- [Prompt] Take the line containing "point(471, 26)" in the listing below and copy it, along with every line after it, without alteration.

- [Provided data]
***
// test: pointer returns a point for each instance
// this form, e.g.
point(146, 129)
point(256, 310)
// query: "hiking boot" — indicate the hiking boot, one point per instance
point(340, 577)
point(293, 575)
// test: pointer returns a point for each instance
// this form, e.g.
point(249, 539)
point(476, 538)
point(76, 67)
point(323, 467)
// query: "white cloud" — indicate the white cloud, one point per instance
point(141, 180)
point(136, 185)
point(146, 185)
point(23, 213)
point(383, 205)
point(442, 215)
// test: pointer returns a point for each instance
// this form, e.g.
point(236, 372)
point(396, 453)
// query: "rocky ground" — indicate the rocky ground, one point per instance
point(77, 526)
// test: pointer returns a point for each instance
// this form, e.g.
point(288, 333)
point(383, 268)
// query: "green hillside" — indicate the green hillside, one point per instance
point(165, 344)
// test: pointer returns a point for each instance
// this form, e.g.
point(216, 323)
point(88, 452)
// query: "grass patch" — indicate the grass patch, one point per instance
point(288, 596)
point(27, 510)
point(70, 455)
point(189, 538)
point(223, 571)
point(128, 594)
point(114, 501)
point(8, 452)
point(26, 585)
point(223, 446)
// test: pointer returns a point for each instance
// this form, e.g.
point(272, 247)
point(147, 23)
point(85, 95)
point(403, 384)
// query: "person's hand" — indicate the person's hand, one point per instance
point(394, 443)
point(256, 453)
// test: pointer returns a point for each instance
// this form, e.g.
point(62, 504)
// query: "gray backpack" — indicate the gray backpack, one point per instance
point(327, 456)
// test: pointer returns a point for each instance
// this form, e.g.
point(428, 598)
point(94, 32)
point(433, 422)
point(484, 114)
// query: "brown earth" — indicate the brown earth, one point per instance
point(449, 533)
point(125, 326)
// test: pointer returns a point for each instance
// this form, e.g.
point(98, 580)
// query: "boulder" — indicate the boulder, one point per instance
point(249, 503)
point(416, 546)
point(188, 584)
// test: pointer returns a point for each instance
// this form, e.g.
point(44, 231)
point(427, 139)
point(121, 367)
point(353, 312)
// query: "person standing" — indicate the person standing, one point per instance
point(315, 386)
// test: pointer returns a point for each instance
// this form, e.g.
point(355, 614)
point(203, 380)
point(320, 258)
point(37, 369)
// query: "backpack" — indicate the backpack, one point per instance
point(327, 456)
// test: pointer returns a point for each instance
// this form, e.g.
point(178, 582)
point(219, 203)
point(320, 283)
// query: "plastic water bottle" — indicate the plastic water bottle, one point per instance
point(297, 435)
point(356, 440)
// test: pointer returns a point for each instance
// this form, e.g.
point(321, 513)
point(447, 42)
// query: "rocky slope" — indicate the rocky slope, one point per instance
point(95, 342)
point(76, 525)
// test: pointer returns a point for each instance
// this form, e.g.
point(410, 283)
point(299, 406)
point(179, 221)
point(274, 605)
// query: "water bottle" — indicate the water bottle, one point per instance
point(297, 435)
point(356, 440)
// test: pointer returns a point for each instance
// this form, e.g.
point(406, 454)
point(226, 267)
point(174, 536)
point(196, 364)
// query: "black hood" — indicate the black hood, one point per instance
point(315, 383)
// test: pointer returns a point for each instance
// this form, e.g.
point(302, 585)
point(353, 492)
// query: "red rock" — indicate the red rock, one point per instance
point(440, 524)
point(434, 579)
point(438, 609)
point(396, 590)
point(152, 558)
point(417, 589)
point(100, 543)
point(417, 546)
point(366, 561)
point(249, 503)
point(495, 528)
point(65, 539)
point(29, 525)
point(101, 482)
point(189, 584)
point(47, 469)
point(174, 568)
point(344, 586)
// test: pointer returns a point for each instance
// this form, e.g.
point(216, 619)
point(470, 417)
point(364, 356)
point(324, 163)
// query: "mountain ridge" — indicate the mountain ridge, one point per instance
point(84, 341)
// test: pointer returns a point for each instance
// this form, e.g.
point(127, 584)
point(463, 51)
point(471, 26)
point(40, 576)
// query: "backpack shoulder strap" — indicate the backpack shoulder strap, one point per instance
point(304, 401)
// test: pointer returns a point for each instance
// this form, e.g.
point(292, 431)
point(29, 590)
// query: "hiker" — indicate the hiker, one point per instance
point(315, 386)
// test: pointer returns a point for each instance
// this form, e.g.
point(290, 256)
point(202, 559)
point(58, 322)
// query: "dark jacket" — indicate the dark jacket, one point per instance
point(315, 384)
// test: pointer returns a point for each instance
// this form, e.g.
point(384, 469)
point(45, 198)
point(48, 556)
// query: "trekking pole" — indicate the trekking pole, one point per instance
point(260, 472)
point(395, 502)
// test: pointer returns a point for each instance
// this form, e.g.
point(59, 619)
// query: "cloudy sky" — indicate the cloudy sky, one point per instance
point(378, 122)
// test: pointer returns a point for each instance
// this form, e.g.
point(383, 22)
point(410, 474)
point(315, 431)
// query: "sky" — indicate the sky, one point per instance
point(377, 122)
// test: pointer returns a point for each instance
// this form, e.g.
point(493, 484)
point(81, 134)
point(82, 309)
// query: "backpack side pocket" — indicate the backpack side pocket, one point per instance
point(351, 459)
***
- [Exercise answer]
point(471, 26)
point(40, 576)
// query: "backpack shoulder strap" — indicate the backpack shoulder strap, one point per instance
point(304, 401)
// test: pointer returns a point for each instance
// this form, e.g.
point(292, 431)
point(29, 590)
// query: "hiker" — indicate the hiker, one point per instance
point(315, 386)
// test: pointer returns a point for each instance
// this form, e.g.
point(290, 256)
point(202, 559)
point(58, 322)
// query: "dark jacket" — indicate the dark jacket, one point per instance
point(315, 384)
// test: pointer returns a point for each instance
// this form, e.g.
point(384, 469)
point(45, 198)
point(48, 556)
// query: "trekking pole" — indicate the trekking pole, one point per instance
point(260, 472)
point(395, 502)
// test: pointer returns a point for each instance
// this form, e.g.
point(59, 619)
// query: "cloudy sky" — indicate the cloudy sky, one point per instance
point(378, 122)
// test: pointer returns a point for each instance
// this form, e.g.
point(383, 22)
point(410, 474)
point(315, 431)
// query: "sky" — indicate the sky, one point per instance
point(377, 122)
// test: pointer returns a point for each instance
// this form, e.g.
point(493, 484)
point(81, 134)
point(82, 309)
// query: "backpack side pocket" — indicate the backpack side pocket, one point per instance
point(351, 459)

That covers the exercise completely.